◆ SOURCE EXTRACT ◆
========

Over the years, we’ve been lucky enough to work with a number of family-owned and family-run businesses. At their best, they have strengths other businesses struggle to match. But you can also have too much of a good thing; those very strengths can be the cause of problems that stop some family businesses being as successful as they deserve to be. So over the next few weeks, we’ll be looking at five of those conundrums, and sharing what we’ve learnt about how to tackle them.
And we’ve recorded a podcast with two of our favourite clients, a father-daughter team who open up about the stresses and successes of running a business with the people you’re supposed to love most. Listen below:
Family businesses often have much more freedom than their corporate counterparts: no pressure to produce quarterly reports or deliver dividends, and often fewer shareholders and stakeholders to appease. In theory, that’s liberating: it can free you up to think long-term, and gives you the licence to try things out that a more mainstream business might be too slow to execute, or too in thrall to this month’s results to risk.
The problem is that freedom and chaos are close cousins. If you don’t have a boss to answer to, you’re free to make brave decisions - but also to change your mind. And some family businesses do that a lot. That can make working in one unsettling, and too much chopping and changing also confuses your customers and the outside world.

========

◆ STORED DATA ◆
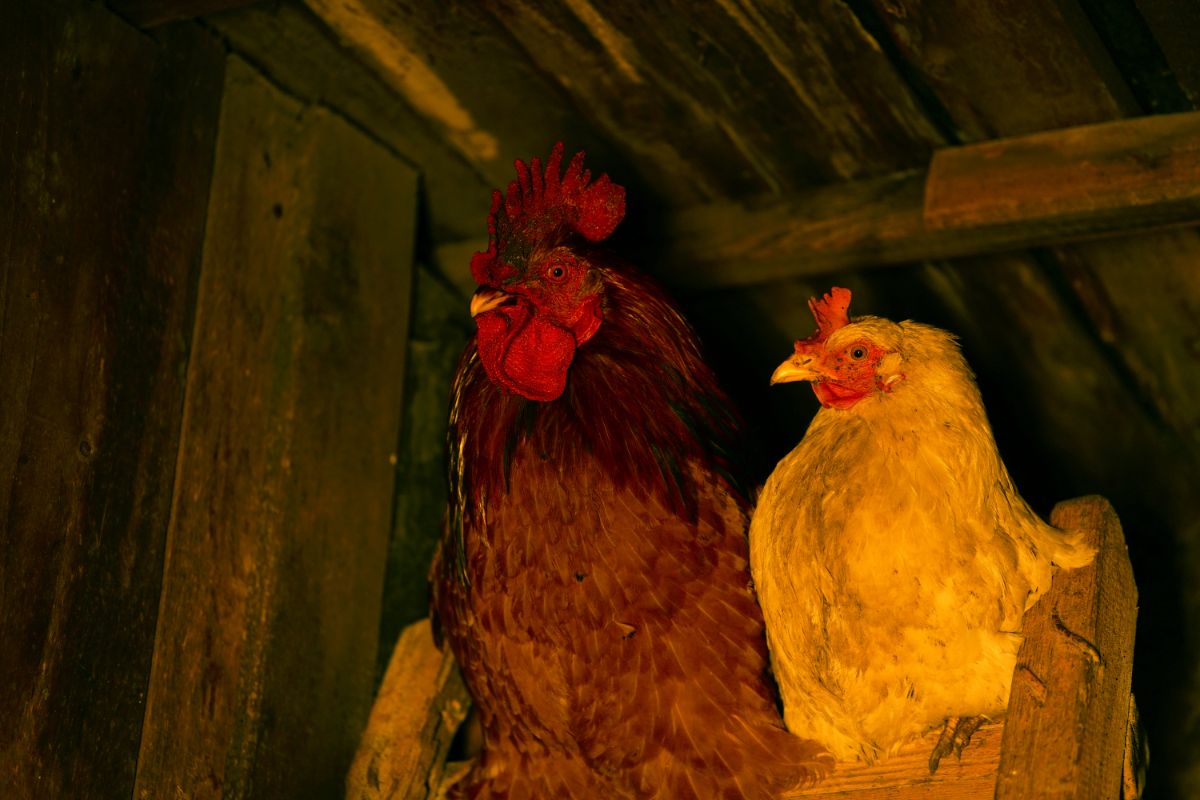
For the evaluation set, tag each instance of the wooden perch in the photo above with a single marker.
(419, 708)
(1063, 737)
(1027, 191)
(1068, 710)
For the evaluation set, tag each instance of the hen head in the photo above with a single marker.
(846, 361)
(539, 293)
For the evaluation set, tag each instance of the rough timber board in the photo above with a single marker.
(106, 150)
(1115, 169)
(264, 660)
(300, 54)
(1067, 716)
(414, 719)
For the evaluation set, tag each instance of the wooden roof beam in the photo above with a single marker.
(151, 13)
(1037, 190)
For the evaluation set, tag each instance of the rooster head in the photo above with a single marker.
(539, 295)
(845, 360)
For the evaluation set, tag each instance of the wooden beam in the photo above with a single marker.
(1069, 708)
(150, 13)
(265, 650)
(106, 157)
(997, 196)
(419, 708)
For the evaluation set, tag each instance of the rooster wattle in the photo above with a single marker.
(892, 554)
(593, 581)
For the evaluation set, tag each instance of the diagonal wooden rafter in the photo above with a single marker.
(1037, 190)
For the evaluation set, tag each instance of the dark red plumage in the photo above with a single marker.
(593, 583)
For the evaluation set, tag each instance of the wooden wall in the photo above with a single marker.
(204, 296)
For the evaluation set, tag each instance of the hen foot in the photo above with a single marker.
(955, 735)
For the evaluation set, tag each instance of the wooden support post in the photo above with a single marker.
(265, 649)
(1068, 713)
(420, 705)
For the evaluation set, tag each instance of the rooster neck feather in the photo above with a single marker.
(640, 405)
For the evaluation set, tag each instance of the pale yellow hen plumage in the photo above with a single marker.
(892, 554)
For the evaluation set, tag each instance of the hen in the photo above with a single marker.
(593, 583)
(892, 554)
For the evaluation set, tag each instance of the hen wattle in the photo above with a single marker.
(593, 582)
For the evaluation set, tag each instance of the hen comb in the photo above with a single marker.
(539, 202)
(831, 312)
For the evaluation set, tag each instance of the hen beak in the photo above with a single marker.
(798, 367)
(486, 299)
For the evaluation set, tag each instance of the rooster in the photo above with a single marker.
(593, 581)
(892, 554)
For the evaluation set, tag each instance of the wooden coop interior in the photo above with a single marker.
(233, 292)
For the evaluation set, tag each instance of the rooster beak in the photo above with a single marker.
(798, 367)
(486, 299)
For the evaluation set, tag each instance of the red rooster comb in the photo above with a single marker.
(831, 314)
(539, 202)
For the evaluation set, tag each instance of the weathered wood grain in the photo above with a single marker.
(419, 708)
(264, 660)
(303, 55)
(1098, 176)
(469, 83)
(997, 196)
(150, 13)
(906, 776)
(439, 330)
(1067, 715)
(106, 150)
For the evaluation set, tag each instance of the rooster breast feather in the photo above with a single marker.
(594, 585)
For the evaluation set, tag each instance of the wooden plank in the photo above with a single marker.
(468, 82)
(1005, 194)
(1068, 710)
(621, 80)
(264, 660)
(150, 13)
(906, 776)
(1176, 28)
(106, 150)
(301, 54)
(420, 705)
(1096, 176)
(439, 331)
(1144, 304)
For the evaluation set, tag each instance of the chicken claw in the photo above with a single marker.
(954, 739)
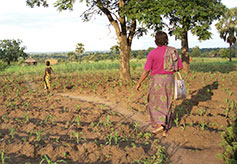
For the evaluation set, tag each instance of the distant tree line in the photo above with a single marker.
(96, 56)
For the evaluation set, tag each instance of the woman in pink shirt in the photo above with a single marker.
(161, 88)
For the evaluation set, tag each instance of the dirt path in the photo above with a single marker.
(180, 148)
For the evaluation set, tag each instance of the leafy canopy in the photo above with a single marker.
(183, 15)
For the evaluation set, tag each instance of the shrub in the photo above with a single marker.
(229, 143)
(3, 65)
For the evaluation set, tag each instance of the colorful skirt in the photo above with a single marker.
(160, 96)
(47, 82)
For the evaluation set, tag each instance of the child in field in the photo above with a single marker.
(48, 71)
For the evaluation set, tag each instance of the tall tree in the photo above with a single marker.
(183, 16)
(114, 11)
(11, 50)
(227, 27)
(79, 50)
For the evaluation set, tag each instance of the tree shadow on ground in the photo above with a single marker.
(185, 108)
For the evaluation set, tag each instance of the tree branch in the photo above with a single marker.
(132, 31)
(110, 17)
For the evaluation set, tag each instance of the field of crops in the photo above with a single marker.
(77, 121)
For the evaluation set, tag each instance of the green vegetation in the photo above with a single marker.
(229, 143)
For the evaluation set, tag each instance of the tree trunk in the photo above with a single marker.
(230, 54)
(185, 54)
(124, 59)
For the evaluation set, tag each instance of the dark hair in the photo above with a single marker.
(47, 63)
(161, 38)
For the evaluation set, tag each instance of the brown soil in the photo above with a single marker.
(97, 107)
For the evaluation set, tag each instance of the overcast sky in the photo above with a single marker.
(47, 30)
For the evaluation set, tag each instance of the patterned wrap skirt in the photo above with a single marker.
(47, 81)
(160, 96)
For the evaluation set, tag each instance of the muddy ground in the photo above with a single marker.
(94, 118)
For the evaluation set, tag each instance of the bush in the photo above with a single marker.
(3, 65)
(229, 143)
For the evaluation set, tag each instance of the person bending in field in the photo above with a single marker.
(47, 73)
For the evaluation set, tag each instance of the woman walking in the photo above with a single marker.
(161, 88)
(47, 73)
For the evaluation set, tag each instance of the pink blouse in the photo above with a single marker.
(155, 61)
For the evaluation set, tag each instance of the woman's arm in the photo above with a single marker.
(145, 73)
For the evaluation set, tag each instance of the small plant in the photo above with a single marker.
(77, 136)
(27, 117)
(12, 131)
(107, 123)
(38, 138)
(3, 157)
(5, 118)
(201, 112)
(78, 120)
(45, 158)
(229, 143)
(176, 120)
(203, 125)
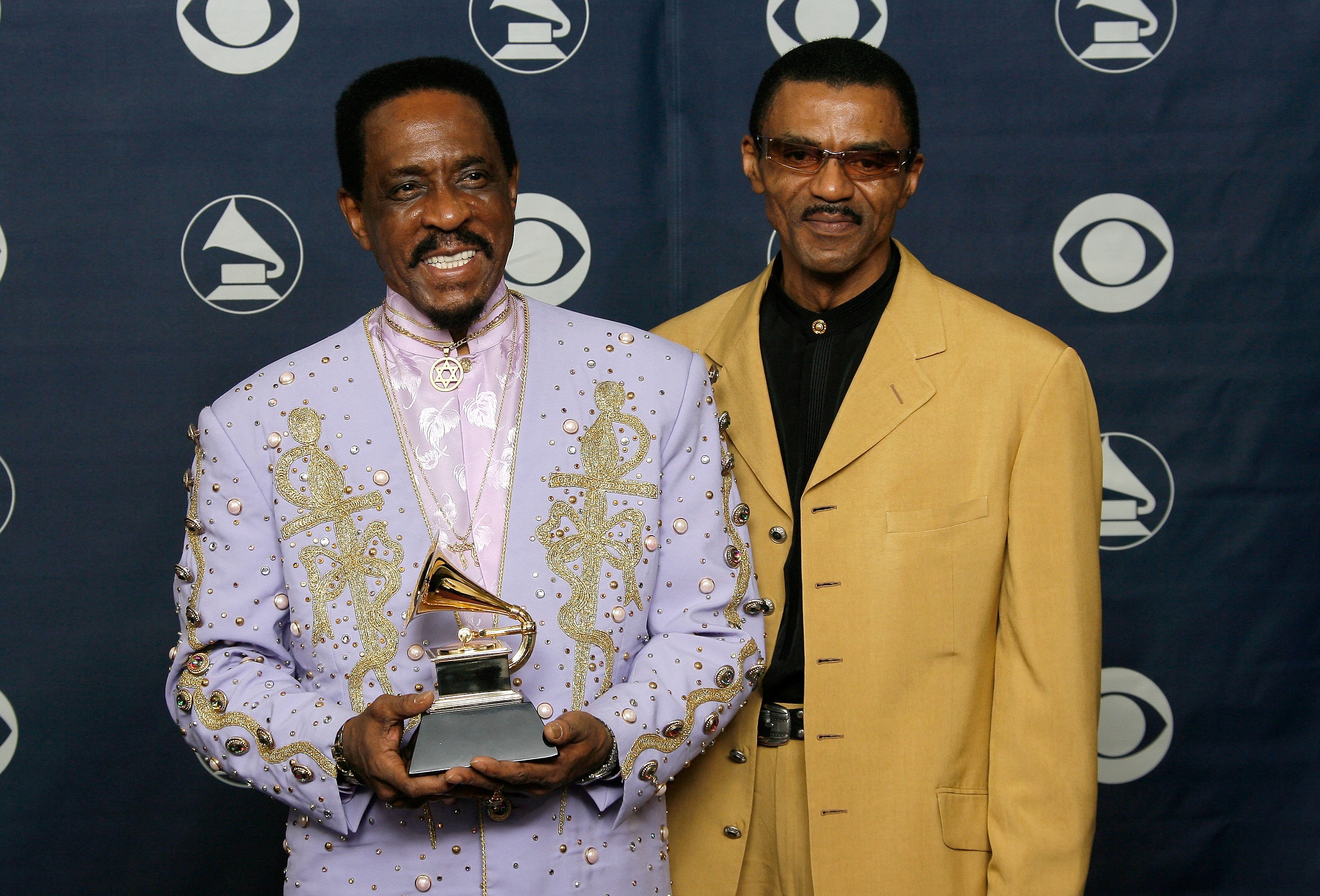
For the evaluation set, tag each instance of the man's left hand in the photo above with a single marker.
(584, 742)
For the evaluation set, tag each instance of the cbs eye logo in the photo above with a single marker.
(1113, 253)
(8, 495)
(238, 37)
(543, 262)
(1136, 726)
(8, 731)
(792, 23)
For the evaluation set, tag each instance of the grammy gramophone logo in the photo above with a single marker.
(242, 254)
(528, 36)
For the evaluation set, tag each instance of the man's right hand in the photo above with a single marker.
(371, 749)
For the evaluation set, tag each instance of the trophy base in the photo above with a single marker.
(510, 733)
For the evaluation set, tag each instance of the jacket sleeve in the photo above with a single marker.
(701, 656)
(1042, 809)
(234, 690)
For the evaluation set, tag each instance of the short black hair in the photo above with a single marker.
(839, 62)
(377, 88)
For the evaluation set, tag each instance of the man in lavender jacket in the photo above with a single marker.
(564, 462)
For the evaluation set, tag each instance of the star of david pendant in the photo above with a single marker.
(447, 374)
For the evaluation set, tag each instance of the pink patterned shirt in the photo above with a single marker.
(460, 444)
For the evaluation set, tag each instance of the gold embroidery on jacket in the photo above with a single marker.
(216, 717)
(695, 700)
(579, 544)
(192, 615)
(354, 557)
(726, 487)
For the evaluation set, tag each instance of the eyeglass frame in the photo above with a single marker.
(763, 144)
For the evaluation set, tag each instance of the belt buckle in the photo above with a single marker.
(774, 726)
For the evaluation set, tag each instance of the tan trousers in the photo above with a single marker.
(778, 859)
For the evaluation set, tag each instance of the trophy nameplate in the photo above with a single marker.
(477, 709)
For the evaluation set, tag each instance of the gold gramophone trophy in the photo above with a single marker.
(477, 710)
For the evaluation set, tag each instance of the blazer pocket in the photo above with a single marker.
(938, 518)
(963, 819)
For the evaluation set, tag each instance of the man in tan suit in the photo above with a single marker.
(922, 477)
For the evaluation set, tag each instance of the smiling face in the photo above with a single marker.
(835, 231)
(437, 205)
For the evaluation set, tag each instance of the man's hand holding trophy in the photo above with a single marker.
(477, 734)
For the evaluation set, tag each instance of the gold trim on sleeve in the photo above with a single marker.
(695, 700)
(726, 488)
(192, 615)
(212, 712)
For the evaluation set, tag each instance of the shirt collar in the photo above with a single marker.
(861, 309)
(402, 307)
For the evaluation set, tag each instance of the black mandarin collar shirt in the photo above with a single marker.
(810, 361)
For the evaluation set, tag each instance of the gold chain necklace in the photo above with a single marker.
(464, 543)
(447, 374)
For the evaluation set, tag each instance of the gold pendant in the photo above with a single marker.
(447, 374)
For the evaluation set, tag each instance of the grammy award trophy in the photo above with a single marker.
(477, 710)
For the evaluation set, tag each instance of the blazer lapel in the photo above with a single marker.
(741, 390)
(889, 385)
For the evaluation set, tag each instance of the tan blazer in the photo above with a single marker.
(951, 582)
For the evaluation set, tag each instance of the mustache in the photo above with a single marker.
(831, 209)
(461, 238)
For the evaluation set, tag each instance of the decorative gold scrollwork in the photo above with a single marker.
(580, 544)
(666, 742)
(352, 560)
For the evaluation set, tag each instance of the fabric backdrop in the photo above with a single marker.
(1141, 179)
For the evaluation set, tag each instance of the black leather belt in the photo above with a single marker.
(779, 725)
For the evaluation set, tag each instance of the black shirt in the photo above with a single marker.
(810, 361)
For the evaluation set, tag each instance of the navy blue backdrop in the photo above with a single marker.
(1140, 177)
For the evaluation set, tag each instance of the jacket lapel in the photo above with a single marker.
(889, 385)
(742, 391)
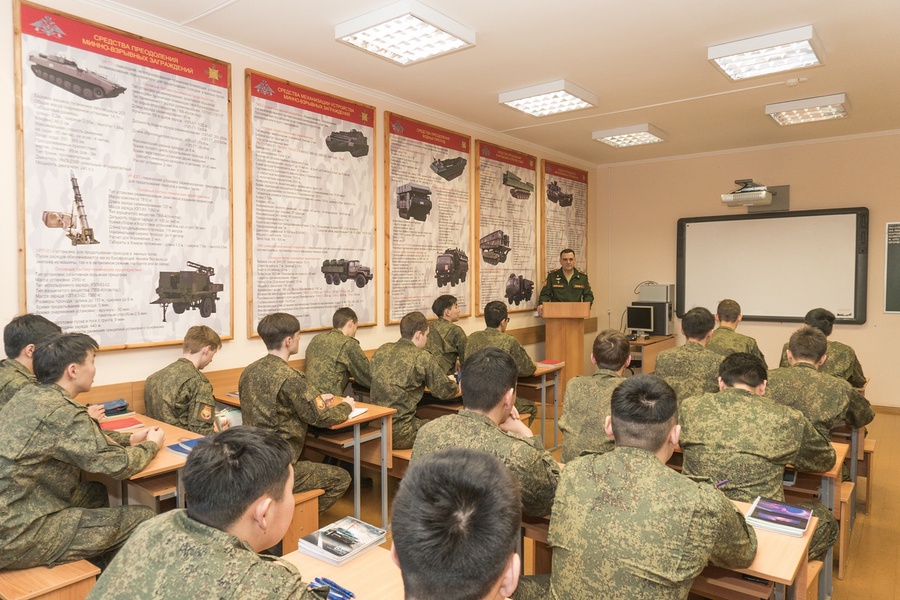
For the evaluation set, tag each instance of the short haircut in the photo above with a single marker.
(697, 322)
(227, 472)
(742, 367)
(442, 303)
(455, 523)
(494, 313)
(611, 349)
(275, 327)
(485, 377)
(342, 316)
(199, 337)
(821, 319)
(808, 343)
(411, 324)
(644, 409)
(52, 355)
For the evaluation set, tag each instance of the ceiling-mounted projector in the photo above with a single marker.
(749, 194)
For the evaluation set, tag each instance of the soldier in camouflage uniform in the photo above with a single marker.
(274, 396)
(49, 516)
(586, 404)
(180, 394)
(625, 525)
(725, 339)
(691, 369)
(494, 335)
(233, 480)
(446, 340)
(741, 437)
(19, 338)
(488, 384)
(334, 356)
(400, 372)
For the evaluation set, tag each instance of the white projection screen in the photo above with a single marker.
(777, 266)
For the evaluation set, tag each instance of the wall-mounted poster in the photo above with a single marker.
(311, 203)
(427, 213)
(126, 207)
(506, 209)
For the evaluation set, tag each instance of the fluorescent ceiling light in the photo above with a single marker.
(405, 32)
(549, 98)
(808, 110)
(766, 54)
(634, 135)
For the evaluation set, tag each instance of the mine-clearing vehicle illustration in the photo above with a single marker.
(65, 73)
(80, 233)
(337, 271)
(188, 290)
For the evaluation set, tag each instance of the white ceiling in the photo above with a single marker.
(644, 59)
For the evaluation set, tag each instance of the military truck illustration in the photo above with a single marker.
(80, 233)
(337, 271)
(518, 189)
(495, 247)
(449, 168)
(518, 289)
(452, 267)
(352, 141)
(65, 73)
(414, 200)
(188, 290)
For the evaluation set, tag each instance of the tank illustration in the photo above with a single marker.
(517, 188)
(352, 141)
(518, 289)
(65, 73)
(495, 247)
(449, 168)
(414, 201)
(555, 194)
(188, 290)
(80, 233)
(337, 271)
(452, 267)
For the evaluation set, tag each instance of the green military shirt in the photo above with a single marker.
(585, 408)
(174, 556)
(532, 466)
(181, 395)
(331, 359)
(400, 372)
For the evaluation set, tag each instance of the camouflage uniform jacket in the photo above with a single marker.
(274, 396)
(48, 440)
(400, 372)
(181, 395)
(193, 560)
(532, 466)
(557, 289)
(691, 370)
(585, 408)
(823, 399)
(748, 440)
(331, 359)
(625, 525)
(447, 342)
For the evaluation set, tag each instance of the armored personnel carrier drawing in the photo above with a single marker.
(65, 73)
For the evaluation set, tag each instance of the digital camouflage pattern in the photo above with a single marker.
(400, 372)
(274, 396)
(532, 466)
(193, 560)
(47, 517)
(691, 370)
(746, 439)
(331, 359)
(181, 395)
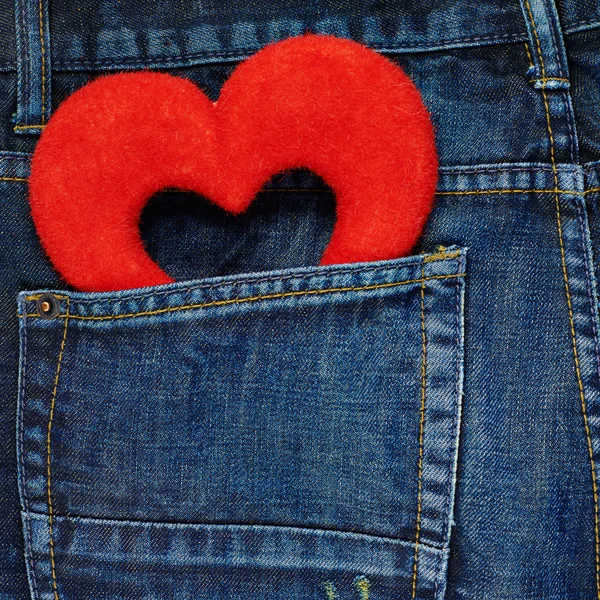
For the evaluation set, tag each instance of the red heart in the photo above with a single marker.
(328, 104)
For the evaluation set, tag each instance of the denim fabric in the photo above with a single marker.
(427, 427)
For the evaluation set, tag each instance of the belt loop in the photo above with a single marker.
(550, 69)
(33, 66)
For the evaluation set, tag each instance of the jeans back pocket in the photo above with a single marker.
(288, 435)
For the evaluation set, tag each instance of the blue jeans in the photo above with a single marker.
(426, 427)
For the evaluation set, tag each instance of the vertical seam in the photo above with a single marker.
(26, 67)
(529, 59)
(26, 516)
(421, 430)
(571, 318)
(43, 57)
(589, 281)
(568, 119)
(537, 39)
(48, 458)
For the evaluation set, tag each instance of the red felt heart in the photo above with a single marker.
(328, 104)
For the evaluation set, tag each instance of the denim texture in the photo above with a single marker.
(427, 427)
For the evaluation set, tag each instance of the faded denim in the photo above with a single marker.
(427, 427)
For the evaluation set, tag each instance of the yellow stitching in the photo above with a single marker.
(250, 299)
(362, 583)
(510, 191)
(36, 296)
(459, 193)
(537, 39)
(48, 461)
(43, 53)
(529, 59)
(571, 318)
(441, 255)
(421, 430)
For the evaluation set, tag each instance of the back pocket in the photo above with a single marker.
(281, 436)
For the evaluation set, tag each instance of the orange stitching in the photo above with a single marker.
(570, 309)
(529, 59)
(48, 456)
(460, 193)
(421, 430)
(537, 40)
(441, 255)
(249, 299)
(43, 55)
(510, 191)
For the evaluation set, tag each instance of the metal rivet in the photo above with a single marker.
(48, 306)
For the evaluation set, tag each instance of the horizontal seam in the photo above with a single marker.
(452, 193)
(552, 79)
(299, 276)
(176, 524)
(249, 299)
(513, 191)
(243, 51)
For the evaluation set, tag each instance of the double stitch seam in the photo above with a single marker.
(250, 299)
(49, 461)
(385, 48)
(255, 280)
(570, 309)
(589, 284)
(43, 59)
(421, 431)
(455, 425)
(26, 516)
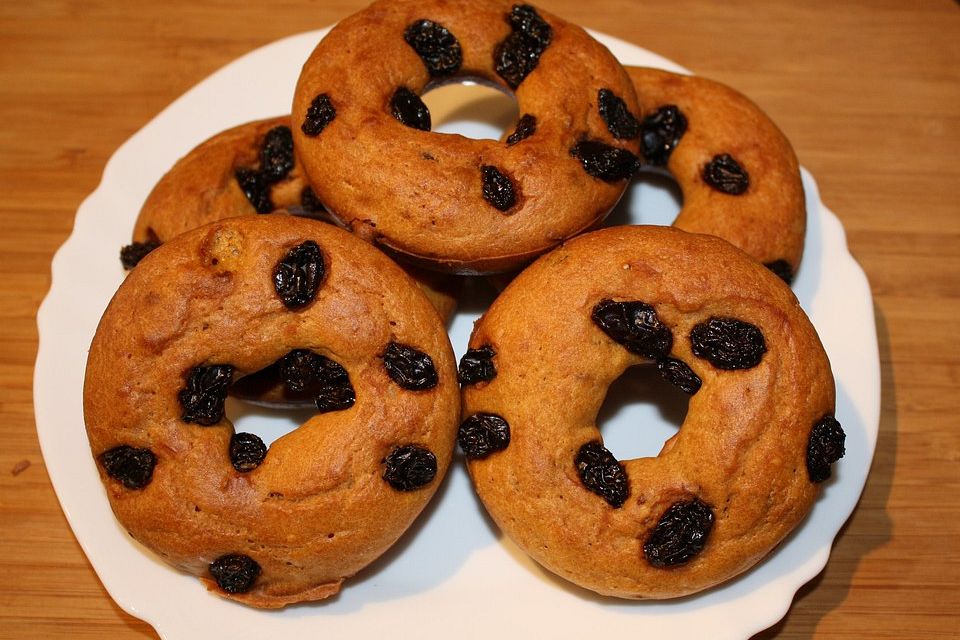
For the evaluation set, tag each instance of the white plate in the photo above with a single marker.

========

◆ BRIEF A ◆
In the family business text, who joins the podcast as guests?
◆ BRIEF B ◆
Copy the family business text from "The problem is" to "the outside world.".
◆ BRIEF C ◆
Continue the family business text from its final sentence.

◆ RESPONSE A ◆
A father-daughter team who are two of the writers' favorite clients.

◆ RESPONSE B ◆
The problem is that freedom and chaos are close cousins. If you don’t have a boss to answer to, you’re free to make brave decisions - but also to change your mind. And some family businesses do that a lot. That can make working in one unsettling, and too much chopping and changing also confuses your customers and the outside world.

◆ RESPONSE C ◆
And while thinking long-term is clearly a good thing, as is being nimble enough to react to the short-term, that can leave a gap. PwC have called it the ‘missing middle’ in family business. Specifically, they often lack a strategic business plan.
So if focus and strategy are your Achilles’ heels, you need to find people who can fill the gap. They might already be there, hiding inside your company, or they might be external advisers.
When we’re asked to do that, we do three things. First, we ask the questions no-one else is asking – either because they’re too close to the problem, or because they’re scared to speak up. That can tease out whether our client has the right strategy – or any strategy at all.
Second, we help the business decide what to focus on. We can be objective, ignoring whose pet project is whose. And simply being outside the company helps us see the wood for the trees.
Finally, we can be really honest. Our Principal, Gilmar Wendt, tells the story of one owner-manager we worked with: ‘He’s a classic case. He has loads of ideas, and is good at delegating, which means he’s always giving people jobs to do. But he also changes his mind every three days. And if you’re in his team, it drives you crazy, because you spend time putting your heart and soul into things which he’s already lost interest in. It’s inefficient and wildly demotivating.
‘After one workshop we ran, his team stayed behind, sank a few drinks and pleaded with us to help him focus, and stick to a decision. And as ‘outsiders’, it was much easier for us to challenge him – gently! – than for them. We were their hope.’
That external eye can come from many disciplines: experts in finance, HR, or communication, like us. But it’s the one thing most family businesses need more than anything else.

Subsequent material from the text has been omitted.